(Data listing)
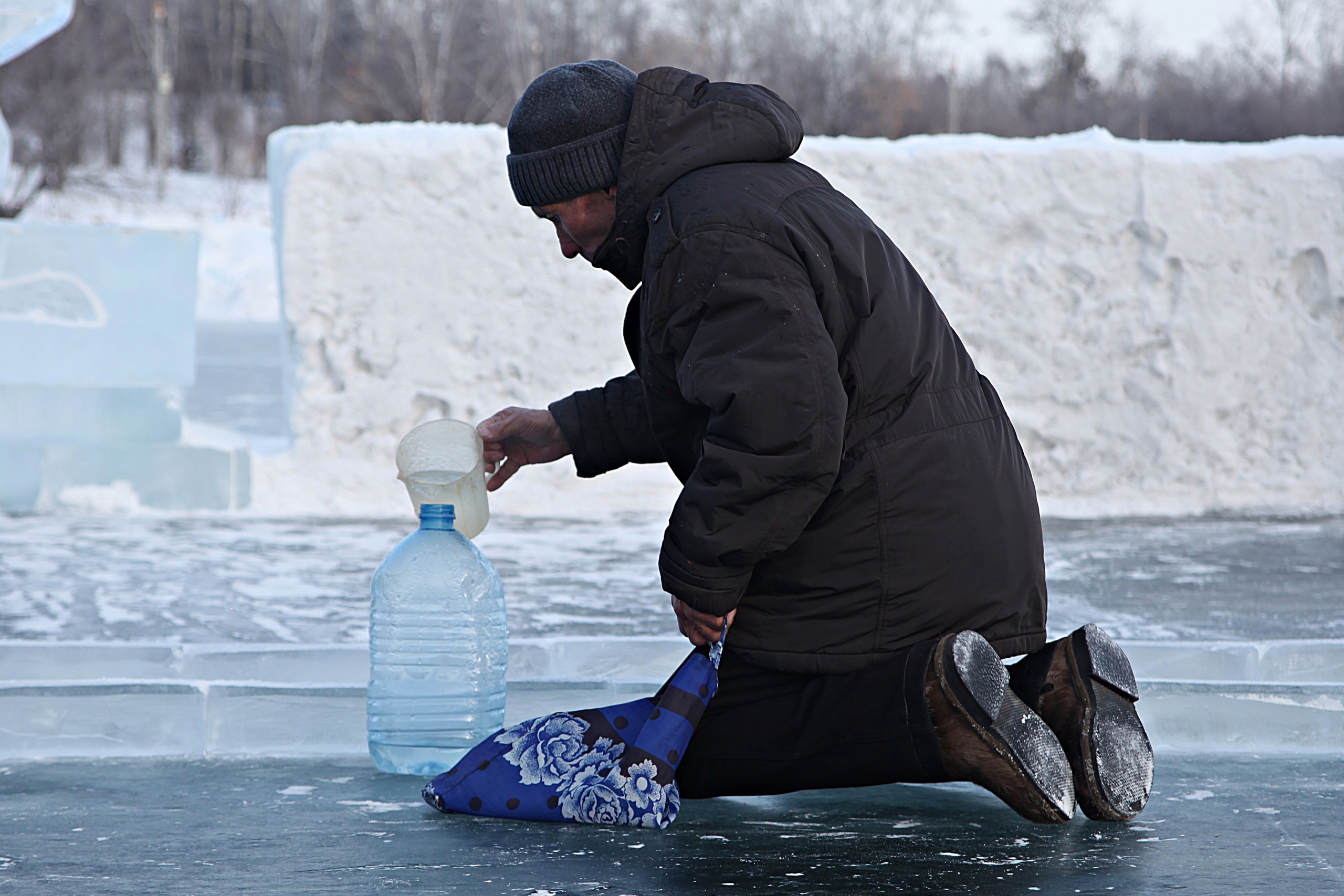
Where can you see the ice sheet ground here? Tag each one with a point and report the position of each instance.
(201, 579)
(1215, 825)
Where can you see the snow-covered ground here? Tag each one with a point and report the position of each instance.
(1164, 321)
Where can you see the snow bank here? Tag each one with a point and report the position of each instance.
(1164, 321)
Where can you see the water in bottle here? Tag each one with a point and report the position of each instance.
(437, 647)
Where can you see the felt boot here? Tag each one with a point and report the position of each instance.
(1084, 687)
(988, 736)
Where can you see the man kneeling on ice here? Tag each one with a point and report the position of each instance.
(855, 507)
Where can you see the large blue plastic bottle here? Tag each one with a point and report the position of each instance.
(438, 645)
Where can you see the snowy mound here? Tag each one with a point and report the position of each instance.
(1164, 321)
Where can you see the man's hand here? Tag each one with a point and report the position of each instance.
(701, 628)
(517, 437)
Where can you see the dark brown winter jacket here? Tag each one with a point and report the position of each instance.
(851, 484)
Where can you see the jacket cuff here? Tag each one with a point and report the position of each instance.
(714, 590)
(584, 421)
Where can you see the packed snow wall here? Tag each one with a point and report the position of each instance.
(1164, 321)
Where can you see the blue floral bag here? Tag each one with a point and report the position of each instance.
(608, 766)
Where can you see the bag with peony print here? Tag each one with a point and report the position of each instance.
(608, 766)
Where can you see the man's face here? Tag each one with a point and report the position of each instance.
(581, 224)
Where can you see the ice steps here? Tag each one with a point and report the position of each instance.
(118, 699)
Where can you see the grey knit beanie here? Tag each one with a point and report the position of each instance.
(566, 132)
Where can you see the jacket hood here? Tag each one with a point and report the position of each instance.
(682, 123)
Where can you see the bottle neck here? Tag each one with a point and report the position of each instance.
(437, 516)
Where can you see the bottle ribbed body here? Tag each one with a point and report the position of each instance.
(438, 647)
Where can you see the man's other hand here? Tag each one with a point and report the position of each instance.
(699, 628)
(517, 437)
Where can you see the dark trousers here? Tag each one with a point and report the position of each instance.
(772, 733)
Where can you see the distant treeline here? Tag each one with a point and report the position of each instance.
(239, 69)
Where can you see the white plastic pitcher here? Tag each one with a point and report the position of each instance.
(443, 462)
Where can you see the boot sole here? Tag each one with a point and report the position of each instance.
(1113, 761)
(975, 683)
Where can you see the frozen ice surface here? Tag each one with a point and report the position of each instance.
(1198, 579)
(26, 23)
(212, 579)
(97, 305)
(221, 579)
(239, 382)
(1215, 825)
(236, 273)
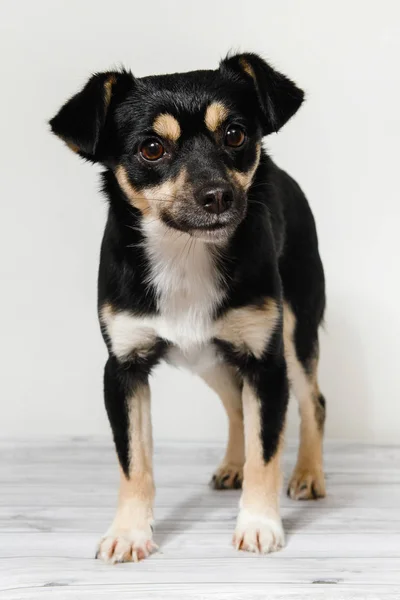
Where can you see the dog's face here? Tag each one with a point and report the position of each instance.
(184, 148)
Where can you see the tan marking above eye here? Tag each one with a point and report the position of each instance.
(216, 114)
(108, 90)
(166, 126)
(247, 68)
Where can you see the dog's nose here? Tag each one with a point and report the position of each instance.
(216, 199)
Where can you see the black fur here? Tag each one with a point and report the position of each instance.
(272, 251)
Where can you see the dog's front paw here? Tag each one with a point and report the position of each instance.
(258, 533)
(119, 546)
(307, 484)
(227, 477)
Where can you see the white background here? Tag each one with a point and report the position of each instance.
(343, 148)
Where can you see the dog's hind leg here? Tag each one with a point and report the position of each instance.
(223, 380)
(308, 481)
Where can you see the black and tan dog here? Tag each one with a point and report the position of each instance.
(209, 261)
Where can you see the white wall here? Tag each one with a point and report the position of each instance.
(343, 147)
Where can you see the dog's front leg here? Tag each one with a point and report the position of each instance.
(265, 397)
(127, 399)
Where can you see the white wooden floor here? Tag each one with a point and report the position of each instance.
(57, 499)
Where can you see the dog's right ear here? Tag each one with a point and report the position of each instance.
(80, 122)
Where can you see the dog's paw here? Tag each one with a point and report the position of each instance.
(307, 484)
(258, 533)
(227, 477)
(126, 546)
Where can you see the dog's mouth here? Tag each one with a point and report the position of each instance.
(204, 226)
(220, 227)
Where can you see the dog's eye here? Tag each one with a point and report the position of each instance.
(152, 149)
(235, 136)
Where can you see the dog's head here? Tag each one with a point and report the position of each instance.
(184, 148)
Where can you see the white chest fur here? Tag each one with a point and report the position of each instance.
(187, 285)
(188, 289)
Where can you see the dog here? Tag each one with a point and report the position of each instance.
(209, 261)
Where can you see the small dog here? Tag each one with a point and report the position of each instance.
(209, 261)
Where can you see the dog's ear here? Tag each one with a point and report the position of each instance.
(80, 122)
(278, 97)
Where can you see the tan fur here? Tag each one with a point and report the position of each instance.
(136, 198)
(167, 127)
(225, 383)
(262, 481)
(308, 477)
(128, 333)
(216, 114)
(250, 327)
(163, 196)
(108, 90)
(245, 179)
(247, 68)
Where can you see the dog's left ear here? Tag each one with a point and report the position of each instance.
(278, 97)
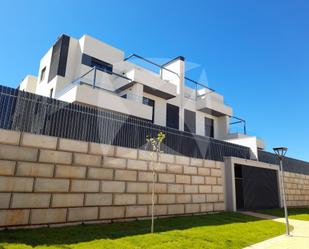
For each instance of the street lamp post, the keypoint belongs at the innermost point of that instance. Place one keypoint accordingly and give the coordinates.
(280, 152)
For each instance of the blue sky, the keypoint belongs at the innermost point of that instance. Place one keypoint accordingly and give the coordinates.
(255, 53)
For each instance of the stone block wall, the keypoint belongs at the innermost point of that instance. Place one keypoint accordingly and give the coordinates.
(47, 181)
(297, 189)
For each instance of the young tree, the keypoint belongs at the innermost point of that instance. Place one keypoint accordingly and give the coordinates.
(155, 145)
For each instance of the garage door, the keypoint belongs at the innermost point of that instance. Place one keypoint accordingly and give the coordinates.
(256, 188)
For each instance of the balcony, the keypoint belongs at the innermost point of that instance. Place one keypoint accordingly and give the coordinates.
(152, 83)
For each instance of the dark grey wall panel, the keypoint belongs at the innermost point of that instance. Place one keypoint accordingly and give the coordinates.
(59, 57)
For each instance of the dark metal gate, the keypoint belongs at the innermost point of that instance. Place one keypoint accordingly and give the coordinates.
(256, 188)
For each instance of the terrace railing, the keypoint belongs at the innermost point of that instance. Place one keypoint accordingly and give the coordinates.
(32, 113)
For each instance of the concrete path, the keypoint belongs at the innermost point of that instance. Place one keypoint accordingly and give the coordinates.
(299, 238)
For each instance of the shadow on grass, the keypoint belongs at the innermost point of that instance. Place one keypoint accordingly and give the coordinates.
(84, 233)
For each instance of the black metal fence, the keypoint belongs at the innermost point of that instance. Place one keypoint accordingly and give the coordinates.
(289, 164)
(32, 113)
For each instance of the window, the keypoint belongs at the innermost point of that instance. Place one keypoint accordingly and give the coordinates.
(43, 71)
(209, 127)
(190, 121)
(172, 116)
(51, 92)
(151, 103)
(94, 62)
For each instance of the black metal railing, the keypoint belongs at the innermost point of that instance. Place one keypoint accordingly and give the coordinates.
(32, 113)
(289, 164)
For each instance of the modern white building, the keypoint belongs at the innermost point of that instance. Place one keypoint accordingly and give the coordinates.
(90, 72)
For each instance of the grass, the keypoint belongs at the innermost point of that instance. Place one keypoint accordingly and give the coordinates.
(222, 230)
(294, 213)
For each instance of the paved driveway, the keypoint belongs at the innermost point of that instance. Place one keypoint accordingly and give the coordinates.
(299, 238)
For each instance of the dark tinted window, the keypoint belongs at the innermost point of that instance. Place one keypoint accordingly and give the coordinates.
(190, 121)
(209, 127)
(150, 102)
(59, 57)
(172, 116)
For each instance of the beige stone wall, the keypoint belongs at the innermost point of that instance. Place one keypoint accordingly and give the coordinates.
(48, 180)
(297, 189)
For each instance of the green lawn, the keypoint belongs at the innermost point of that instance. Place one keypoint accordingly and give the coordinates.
(294, 213)
(222, 230)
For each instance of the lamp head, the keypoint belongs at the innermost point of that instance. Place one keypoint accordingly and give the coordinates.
(280, 152)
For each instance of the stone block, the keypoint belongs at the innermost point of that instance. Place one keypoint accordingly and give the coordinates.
(216, 172)
(116, 163)
(34, 169)
(146, 176)
(125, 175)
(219, 165)
(9, 137)
(85, 186)
(15, 184)
(14, 217)
(217, 189)
(72, 145)
(159, 187)
(183, 179)
(126, 153)
(209, 164)
(101, 149)
(211, 180)
(137, 187)
(198, 198)
(11, 152)
(176, 209)
(137, 164)
(203, 171)
(99, 173)
(166, 178)
(87, 160)
(51, 185)
(175, 188)
(219, 206)
(183, 160)
(166, 198)
(98, 199)
(48, 216)
(111, 212)
(30, 200)
(190, 170)
(198, 180)
(39, 141)
(207, 207)
(174, 168)
(136, 211)
(146, 199)
(52, 156)
(205, 189)
(212, 198)
(167, 158)
(192, 208)
(7, 168)
(70, 172)
(83, 213)
(124, 199)
(184, 198)
(67, 200)
(157, 166)
(5, 200)
(191, 189)
(196, 162)
(112, 187)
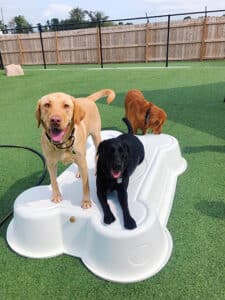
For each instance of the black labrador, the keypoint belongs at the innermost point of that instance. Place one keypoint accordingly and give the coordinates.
(117, 159)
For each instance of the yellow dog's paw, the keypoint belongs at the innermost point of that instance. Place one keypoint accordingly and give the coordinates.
(86, 204)
(57, 198)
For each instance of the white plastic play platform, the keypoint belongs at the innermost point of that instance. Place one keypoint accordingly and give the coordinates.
(41, 228)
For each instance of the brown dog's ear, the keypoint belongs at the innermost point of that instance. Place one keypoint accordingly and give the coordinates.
(38, 114)
(78, 112)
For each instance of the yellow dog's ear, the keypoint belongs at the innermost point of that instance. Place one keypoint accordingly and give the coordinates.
(78, 112)
(38, 114)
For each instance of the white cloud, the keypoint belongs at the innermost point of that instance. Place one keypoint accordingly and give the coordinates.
(55, 10)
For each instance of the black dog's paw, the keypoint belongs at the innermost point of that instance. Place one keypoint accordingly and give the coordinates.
(130, 223)
(109, 219)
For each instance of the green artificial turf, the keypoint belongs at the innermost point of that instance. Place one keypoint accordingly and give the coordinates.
(193, 96)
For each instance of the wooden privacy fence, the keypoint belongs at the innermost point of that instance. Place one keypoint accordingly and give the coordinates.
(191, 39)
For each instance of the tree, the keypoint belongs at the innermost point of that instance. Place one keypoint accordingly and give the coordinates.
(77, 15)
(21, 25)
(96, 16)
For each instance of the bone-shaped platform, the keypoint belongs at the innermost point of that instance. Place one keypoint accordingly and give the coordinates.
(41, 228)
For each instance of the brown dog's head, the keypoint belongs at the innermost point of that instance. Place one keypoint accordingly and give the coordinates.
(57, 112)
(155, 117)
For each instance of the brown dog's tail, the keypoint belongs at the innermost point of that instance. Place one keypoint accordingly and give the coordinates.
(103, 93)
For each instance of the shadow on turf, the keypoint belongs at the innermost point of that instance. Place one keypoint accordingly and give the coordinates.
(213, 209)
(200, 107)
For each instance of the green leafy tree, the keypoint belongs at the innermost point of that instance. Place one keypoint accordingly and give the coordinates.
(77, 15)
(21, 25)
(96, 16)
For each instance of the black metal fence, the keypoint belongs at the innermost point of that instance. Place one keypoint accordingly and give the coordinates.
(40, 28)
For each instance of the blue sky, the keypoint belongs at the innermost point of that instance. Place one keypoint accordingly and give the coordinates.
(43, 10)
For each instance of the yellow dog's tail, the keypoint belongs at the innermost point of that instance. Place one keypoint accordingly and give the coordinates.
(103, 93)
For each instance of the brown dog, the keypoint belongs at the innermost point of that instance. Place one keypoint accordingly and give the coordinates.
(66, 123)
(143, 114)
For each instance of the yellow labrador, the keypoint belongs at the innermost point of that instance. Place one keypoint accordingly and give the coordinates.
(66, 123)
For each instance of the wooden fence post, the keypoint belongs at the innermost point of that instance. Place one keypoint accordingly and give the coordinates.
(204, 36)
(57, 48)
(147, 41)
(21, 54)
(98, 46)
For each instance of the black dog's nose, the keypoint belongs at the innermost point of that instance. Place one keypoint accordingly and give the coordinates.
(55, 120)
(117, 166)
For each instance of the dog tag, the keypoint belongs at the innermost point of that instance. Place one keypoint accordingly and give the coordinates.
(119, 180)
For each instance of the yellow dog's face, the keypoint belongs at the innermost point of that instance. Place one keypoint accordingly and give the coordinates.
(56, 112)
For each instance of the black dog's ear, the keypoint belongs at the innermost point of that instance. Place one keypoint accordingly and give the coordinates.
(101, 148)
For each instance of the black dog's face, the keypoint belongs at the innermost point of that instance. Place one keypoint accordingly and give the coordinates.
(113, 157)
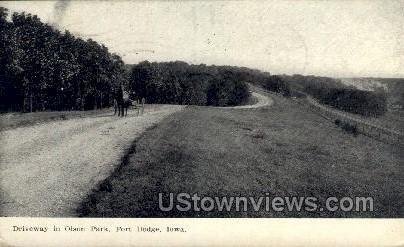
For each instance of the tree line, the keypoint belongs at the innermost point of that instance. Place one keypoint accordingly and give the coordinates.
(333, 92)
(42, 68)
(181, 83)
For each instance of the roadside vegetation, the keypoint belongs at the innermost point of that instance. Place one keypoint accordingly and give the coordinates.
(283, 150)
(333, 92)
(42, 68)
(182, 83)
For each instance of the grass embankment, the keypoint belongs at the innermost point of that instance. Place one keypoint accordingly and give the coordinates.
(284, 150)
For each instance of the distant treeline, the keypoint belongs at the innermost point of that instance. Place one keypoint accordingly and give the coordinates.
(332, 92)
(44, 69)
(182, 83)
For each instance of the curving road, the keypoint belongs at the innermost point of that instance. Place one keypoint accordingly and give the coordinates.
(47, 169)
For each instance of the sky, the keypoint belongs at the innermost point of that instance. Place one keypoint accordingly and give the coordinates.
(327, 38)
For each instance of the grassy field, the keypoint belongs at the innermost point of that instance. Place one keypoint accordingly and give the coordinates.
(283, 150)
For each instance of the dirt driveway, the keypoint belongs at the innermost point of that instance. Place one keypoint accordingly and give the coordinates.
(47, 169)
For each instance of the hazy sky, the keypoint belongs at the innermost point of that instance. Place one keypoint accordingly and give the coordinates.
(334, 38)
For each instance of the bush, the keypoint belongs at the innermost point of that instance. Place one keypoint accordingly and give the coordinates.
(349, 128)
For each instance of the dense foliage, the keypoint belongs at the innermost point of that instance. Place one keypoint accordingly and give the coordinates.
(44, 69)
(332, 92)
(182, 83)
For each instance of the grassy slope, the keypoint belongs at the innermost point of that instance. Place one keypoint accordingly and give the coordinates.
(284, 150)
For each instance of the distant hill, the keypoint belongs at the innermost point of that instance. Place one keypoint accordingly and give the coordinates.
(393, 87)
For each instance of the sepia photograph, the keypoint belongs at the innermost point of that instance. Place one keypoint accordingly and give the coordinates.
(201, 109)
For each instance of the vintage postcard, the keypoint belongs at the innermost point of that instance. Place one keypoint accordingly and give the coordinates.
(134, 123)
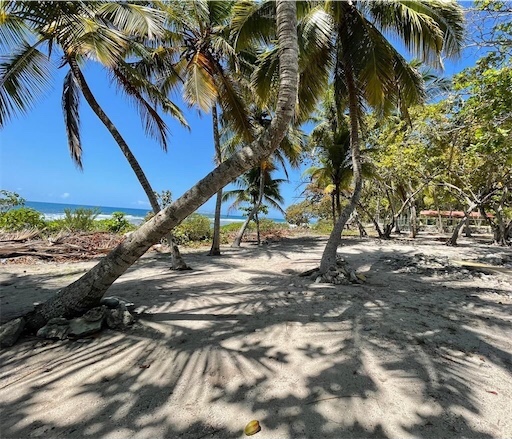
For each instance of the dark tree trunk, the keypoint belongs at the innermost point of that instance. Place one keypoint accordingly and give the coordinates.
(254, 210)
(362, 231)
(329, 254)
(257, 221)
(87, 291)
(177, 262)
(215, 249)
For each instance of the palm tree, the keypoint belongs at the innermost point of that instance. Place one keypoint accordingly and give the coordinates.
(87, 291)
(289, 151)
(250, 192)
(102, 31)
(202, 56)
(347, 40)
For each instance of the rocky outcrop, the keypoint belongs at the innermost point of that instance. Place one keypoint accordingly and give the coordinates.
(10, 331)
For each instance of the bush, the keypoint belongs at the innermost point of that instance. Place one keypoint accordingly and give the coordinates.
(195, 228)
(20, 219)
(231, 227)
(9, 199)
(80, 220)
(267, 225)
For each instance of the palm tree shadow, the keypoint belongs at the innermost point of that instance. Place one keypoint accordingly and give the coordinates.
(315, 361)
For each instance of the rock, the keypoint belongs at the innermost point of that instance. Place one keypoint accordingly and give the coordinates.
(119, 318)
(353, 277)
(10, 331)
(95, 314)
(80, 327)
(56, 330)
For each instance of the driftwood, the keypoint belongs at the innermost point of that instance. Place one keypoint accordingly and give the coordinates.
(79, 246)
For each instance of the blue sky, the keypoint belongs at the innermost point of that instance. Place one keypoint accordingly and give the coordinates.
(35, 162)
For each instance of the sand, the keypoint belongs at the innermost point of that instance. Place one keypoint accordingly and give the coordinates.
(421, 350)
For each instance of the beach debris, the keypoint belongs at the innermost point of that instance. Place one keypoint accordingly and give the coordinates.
(55, 329)
(70, 247)
(116, 301)
(113, 313)
(252, 427)
(119, 318)
(80, 327)
(10, 332)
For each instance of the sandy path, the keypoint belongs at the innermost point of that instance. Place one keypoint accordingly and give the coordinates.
(414, 352)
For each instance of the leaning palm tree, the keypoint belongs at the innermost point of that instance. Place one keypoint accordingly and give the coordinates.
(105, 32)
(87, 291)
(254, 188)
(289, 152)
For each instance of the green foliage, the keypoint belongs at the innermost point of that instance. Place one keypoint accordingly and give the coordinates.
(231, 227)
(323, 227)
(9, 199)
(195, 228)
(267, 226)
(117, 224)
(20, 219)
(80, 220)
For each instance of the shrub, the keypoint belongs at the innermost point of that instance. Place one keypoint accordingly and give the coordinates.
(195, 228)
(231, 227)
(267, 225)
(80, 220)
(20, 219)
(9, 199)
(117, 224)
(323, 227)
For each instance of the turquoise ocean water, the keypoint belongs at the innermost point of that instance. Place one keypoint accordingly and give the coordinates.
(135, 216)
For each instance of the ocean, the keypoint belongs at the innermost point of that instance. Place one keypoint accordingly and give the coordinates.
(135, 216)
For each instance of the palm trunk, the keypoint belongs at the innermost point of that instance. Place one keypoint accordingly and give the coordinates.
(215, 249)
(176, 259)
(362, 231)
(87, 291)
(329, 254)
(254, 210)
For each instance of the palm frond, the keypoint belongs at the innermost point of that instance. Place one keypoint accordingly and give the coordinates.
(233, 106)
(426, 27)
(264, 77)
(220, 11)
(134, 19)
(24, 76)
(200, 88)
(253, 22)
(70, 103)
(130, 85)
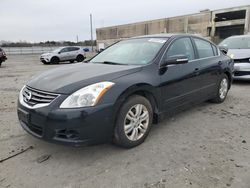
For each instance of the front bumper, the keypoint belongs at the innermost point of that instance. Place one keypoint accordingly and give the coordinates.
(241, 71)
(75, 127)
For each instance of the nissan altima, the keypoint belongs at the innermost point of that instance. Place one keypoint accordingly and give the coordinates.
(239, 50)
(123, 90)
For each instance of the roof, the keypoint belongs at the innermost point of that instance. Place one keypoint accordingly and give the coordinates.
(166, 35)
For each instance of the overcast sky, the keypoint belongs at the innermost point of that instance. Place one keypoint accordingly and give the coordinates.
(41, 20)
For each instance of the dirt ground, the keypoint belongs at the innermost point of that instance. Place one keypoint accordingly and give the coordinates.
(206, 146)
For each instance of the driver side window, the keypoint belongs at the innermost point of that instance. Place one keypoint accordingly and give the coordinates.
(64, 50)
(182, 46)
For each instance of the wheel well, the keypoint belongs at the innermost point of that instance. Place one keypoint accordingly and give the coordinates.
(148, 96)
(229, 78)
(80, 55)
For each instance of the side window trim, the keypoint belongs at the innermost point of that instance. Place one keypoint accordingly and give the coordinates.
(172, 42)
(198, 58)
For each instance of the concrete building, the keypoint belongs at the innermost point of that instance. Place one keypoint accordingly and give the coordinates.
(214, 25)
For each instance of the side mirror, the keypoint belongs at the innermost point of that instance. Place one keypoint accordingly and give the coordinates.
(223, 49)
(177, 59)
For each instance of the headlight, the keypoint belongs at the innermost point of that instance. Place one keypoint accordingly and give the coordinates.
(87, 96)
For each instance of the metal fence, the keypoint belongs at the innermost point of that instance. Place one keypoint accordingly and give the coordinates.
(32, 50)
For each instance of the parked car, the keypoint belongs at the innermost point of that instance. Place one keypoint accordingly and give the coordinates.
(3, 56)
(121, 91)
(239, 50)
(72, 53)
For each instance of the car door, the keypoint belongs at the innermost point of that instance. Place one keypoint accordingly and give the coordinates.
(207, 68)
(64, 54)
(74, 52)
(178, 81)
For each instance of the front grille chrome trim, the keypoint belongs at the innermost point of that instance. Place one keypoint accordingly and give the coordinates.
(38, 99)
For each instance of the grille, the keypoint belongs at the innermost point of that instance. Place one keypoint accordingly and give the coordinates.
(33, 97)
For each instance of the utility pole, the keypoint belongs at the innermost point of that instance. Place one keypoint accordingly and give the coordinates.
(91, 28)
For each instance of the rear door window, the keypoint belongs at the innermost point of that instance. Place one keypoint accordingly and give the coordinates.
(204, 48)
(182, 46)
(64, 50)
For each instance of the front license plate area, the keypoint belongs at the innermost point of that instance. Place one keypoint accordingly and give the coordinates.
(23, 116)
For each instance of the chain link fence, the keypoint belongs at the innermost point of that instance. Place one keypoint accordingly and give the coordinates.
(33, 50)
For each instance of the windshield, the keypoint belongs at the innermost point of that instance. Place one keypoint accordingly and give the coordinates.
(131, 52)
(236, 43)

WHAT YOU NEED TO DO:
Set down nothing but the lines from the one with "For each instance of the grille, the" through the end of the records, keeping each line exactly as written and including both ends.

PROBLEM SOLUTION:
For each instance of the grille, the keypoint belongs at the innermost point of that instance. Place one keypoint accordingly and give the coordinates.
(33, 97)
For each instance of the utility pole, the keypoint belongs at the innermost point of that instance. Place one keypoint accordingly and give the coordinates.
(91, 28)
For each instance of the rear door window, the keypoint belongs at the innermost point of that instance. Place one keypoint accordingly and give the coordinates.
(204, 48)
(182, 46)
(64, 50)
For each instance of the front license plate area, the keypoint belongs at the innermost point of that instance. Place one keypoint accordingly and give the coordinates.
(23, 116)
For each instance of the chain link fence, the keypoint belongs at the innermost point of that instance. Place one keypoint accordingly and give the coordinates.
(33, 50)
For each instance of the windshield, the keypoint belongs at the innermost point of that instance. Place one keypoint accordingly and give the coordinates.
(131, 52)
(236, 43)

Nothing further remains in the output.